[DATA SUPPLIED — start]

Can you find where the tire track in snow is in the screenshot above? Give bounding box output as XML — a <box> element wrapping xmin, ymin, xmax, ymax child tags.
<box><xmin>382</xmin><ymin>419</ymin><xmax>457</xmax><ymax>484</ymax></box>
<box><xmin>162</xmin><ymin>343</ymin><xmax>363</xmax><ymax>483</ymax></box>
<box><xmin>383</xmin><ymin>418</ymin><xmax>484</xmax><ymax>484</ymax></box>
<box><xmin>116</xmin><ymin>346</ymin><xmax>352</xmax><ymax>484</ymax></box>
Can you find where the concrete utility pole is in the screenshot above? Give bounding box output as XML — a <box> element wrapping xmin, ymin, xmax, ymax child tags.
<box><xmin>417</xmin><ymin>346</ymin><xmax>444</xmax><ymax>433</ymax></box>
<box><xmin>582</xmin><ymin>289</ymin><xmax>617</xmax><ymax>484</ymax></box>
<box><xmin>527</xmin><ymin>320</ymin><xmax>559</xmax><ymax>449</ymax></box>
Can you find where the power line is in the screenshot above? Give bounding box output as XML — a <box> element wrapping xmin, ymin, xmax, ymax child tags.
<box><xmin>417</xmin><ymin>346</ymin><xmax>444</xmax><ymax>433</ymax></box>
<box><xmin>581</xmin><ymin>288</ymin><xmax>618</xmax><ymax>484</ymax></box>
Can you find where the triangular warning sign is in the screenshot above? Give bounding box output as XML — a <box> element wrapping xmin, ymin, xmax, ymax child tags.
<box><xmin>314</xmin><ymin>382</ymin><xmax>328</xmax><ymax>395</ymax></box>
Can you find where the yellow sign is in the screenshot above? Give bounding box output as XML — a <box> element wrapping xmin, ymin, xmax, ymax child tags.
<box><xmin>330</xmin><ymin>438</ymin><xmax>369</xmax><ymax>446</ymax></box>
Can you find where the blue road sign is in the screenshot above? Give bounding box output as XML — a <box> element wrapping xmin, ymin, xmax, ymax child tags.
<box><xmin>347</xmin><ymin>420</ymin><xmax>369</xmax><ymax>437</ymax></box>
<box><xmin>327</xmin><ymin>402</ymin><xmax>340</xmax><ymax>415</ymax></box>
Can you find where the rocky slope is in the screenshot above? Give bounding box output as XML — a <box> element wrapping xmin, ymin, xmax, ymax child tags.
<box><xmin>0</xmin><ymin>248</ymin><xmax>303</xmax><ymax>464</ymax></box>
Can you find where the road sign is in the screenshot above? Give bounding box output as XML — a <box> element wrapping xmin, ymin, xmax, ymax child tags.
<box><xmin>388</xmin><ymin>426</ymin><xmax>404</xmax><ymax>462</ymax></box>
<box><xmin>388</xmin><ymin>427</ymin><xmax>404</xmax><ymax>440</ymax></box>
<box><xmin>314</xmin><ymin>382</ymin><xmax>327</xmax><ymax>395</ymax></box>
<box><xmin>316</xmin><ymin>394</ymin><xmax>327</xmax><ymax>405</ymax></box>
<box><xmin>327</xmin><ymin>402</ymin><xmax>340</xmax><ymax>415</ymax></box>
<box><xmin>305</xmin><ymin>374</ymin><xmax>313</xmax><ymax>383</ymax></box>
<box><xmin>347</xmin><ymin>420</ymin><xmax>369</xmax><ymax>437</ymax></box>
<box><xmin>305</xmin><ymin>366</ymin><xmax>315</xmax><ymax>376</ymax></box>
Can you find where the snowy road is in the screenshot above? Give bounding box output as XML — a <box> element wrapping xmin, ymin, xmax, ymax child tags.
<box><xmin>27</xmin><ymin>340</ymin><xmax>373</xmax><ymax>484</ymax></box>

[DATA SUPPLIED — finish]

◆ **TASK DESCRIPTION**
An exact copy of every record is required here.

◆ **SOLUTION TO THIS PROBLEM**
Can you find where the tire track in snow is in the screenshot above? Give bounding box output as XML — a <box> element wrapping xmin, ymin, xmax, ymax child tags.
<box><xmin>382</xmin><ymin>419</ymin><xmax>457</xmax><ymax>484</ymax></box>
<box><xmin>162</xmin><ymin>343</ymin><xmax>363</xmax><ymax>483</ymax></box>
<box><xmin>383</xmin><ymin>418</ymin><xmax>484</xmax><ymax>484</ymax></box>
<box><xmin>116</xmin><ymin>346</ymin><xmax>352</xmax><ymax>484</ymax></box>
Can you find where the concrete utility pole is in the screenshot above? Give bounding box output as XML — a <box> element wrapping xmin, ymin, xmax, ymax child tags.
<box><xmin>417</xmin><ymin>346</ymin><xmax>444</xmax><ymax>433</ymax></box>
<box><xmin>582</xmin><ymin>289</ymin><xmax>617</xmax><ymax>484</ymax></box>
<box><xmin>527</xmin><ymin>320</ymin><xmax>559</xmax><ymax>449</ymax></box>
Can you find where the power line is in the screenshot above? Give bounding box output as XML — a <box> element wrapping xmin, ymin, xmax, ymax child tags.
<box><xmin>417</xmin><ymin>346</ymin><xmax>444</xmax><ymax>433</ymax></box>
<box><xmin>581</xmin><ymin>288</ymin><xmax>618</xmax><ymax>484</ymax></box>
Can you find where the triangular warning sign is in the screenshot above? Give bounding box output as XML — a <box> element wrapping xmin, ymin, xmax, ymax child tags.
<box><xmin>314</xmin><ymin>382</ymin><xmax>328</xmax><ymax>395</ymax></box>
Can you find where the yellow sign is in the screenshot above? Give bounding box output as XML — a <box> element wrapping xmin, ymin, xmax, ymax child tags.
<box><xmin>330</xmin><ymin>438</ymin><xmax>369</xmax><ymax>446</ymax></box>
Can you find where the blue road sign is in the screenshot above? Give bounding box output as XML — a <box> element wrapping xmin, ymin, xmax, ymax child tags.
<box><xmin>347</xmin><ymin>420</ymin><xmax>369</xmax><ymax>437</ymax></box>
<box><xmin>327</xmin><ymin>402</ymin><xmax>340</xmax><ymax>415</ymax></box>
Can you find where the rocky slope is in the screenshot above? Give bounding box output as XML — a <box> element wrapping xmin, ymin, xmax, ymax child tags.
<box><xmin>0</xmin><ymin>248</ymin><xmax>303</xmax><ymax>464</ymax></box>
Can you find where the road sign is in the screenshot above? Give bounding box output as XML — a <box> element wrapping xmin, ymin, xmax, ymax child tags.
<box><xmin>388</xmin><ymin>426</ymin><xmax>404</xmax><ymax>462</ymax></box>
<box><xmin>388</xmin><ymin>427</ymin><xmax>404</xmax><ymax>440</ymax></box>
<box><xmin>314</xmin><ymin>382</ymin><xmax>327</xmax><ymax>395</ymax></box>
<box><xmin>316</xmin><ymin>394</ymin><xmax>327</xmax><ymax>405</ymax></box>
<box><xmin>327</xmin><ymin>402</ymin><xmax>340</xmax><ymax>415</ymax></box>
<box><xmin>305</xmin><ymin>374</ymin><xmax>313</xmax><ymax>383</ymax></box>
<box><xmin>347</xmin><ymin>420</ymin><xmax>369</xmax><ymax>437</ymax></box>
<box><xmin>305</xmin><ymin>366</ymin><xmax>315</xmax><ymax>376</ymax></box>
Can you find where the snowy road is in the screenshot above? Give bounding box output as XML — a <box> element wrapping xmin, ymin, xmax, ymax child tags.
<box><xmin>27</xmin><ymin>340</ymin><xmax>373</xmax><ymax>484</ymax></box>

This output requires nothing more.